- _EXTRACT_:
━━━━

LSU, of course can’t promote (honor) a recruit unless he has already signed with the school.
So the billboard brigade will have no effect on Ed Orgeron’s first signing class.
But recruiting unfortunately never really stops, and the real message on these things could be to the future swiftest and strongest, something along the lines of, you know, “Come be a Tiger: This Could be You Up Here in Lights …”
Yet to be determined is the trade-off.
For instance, how much will these fancy billboards set back the tricky de-programming process?
It doesn’t get nearly the social media play that the recruiting courtship does, but any coach will tell you that for the overall good of the program the recruiting de-programming is a critical part of the “process.”
Coaching staffs spend almost as much energy letting the young studs know that, for all the bouquets and love letters sent their way over the last year to 18 months, they ain’t really all that, that the university does not revolve them and that at some point they are going to have to find a suitable role on what is known as a “team.” It might even be a role devoid of much glamour, with very little kissing up to.
By the time they’ve been pampered and fawned over for the better part of their high school careers — with insinuations that their choice of higher education is matter of grave, national security — it’s never too early to begin this reality check. The congratulatory billboards could set the process back a month or two.
It’s a gamble LSU is apparently willing to take, as that recruiting belly never quite gets filled up.
Meanwhile, college coaches are suggesting a semi-remedy — an early signing period in December to go along with the traditional first Wednesday in February.
The main flaw in the plan is that it is the coaches who are behind it — so you really have to wonder whose interests figure to benefit the most.

━━━━

- _TASK REQUIREMENTS_:
**a)** Please take the part of the LSU recruiting column that opens with the words containing "By the time" and closes with "month or two.", and write it out again, substituting "wake-up call" for "reality check".
**b)** Carry the LSU recruiting column forward, starting right after its final sentence.

- _EXTRACTED ENTRIES_:
━━━━

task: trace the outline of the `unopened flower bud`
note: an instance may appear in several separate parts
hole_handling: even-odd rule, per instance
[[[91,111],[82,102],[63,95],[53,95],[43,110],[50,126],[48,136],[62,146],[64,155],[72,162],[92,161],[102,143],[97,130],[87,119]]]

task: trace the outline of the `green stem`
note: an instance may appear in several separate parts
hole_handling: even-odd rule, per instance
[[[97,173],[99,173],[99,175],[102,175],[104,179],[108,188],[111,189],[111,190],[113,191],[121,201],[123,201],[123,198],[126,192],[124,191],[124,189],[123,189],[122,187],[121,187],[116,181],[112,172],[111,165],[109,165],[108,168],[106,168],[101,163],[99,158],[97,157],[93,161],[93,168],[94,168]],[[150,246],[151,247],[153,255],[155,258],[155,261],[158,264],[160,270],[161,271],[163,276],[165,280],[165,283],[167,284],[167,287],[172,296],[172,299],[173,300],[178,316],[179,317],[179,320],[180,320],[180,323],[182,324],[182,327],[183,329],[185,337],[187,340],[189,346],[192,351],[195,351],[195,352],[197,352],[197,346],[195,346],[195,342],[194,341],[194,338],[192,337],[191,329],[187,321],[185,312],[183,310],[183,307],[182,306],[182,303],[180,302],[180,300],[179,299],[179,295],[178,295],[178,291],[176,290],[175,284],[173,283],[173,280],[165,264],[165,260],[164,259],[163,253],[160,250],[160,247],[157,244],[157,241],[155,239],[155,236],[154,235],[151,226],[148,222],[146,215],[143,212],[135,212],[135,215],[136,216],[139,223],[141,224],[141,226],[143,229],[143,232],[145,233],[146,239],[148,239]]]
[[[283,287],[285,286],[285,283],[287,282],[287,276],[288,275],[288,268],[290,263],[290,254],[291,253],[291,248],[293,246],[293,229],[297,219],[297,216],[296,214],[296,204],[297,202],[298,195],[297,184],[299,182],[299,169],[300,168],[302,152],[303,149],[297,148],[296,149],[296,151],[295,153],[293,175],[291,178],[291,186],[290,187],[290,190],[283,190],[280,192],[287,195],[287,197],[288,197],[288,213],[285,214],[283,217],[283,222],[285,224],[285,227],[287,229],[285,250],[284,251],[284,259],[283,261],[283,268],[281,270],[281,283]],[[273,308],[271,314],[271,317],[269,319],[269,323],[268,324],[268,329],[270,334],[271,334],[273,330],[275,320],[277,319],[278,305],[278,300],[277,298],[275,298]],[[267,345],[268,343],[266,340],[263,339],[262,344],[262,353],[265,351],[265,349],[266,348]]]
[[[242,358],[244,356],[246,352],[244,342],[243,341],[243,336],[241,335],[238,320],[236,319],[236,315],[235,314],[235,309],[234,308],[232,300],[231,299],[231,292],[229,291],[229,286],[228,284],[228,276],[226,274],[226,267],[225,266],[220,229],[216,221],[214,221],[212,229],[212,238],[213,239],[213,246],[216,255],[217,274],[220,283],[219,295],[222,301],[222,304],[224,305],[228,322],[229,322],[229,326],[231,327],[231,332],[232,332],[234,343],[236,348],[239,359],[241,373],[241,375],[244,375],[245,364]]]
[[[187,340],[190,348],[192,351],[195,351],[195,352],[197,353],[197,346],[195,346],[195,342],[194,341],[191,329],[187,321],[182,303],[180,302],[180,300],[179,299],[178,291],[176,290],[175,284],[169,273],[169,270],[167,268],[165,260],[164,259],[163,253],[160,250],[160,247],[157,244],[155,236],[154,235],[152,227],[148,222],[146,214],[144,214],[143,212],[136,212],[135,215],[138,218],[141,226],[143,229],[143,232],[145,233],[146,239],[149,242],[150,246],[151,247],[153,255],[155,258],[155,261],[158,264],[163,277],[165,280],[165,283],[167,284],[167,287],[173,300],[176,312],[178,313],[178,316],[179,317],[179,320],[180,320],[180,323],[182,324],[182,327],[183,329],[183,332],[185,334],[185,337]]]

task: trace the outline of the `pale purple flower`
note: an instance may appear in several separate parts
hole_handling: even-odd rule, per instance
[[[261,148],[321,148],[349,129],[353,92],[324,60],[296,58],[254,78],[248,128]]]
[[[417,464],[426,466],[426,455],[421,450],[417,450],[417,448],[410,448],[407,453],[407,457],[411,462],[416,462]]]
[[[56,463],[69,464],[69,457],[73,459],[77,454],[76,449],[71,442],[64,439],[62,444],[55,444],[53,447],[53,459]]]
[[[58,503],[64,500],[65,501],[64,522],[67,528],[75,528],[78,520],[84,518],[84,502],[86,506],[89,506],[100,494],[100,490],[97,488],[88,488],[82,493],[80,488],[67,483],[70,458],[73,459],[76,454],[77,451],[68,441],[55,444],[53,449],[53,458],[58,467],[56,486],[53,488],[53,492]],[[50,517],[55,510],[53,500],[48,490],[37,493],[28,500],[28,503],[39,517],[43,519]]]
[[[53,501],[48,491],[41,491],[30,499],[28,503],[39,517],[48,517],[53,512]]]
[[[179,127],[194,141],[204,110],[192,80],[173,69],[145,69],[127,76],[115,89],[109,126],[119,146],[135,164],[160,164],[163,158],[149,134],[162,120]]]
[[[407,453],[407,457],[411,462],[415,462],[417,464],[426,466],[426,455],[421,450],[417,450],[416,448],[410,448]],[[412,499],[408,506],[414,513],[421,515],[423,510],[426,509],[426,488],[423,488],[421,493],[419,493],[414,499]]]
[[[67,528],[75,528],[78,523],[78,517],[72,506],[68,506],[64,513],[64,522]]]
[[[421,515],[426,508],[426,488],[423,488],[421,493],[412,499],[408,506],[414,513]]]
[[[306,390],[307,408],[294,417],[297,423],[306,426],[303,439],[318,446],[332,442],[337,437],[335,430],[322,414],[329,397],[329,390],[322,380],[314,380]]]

━━━━

- _ANSWERS IN ORDER_:
**a)**
By the time they’ve been pampered and fawned over for the better part of their high school careers — with insinuations that their choice of higher education is matter of grave, national security — it’s never too early to begin this wake-up call. The congratulatory billboards could set the process back a month or two.

**b)**
The proposal, which is expected to pass easily, is being dollied up as a way for the poor kids to get the whole thing over with, to get on with their lives and look forward to that billboard around the corner.
Maybe.
Certainly, polite society would be spared at least some of the January torture of figuring which kid will one-up the now-stale routine of choosing between three ball caps in front of him as the world waits with bated breath. Stay tuned today. Last year a kid jumped out of an airplane to announce he was going to Ole Miss. Fortunately the parachute opened (since that was the canvas to reveal his choice).
Mainly, though, coaches (and this could be self-serving) could end the process without worry of Cross-State U. “flipping” their prize recruit away from his “soft-oral” commitment.
The flaw in the traditional oral commitment — a media creation with no official standing in the NCAA — is that it isn’t worth the paper it isn’t written on.
A December signing day would presumably involve official documents and binding signatures.
That’s good if the recruit really wants to be done with the hassle (frankly, many seem to enjoy the attention).
But it’s also two months earlier that a 17-year-old could make a decision from which he can’t change his mind the next day, as 17-year-old kids are wont to do.
It’s hard to sum that up on a billboard.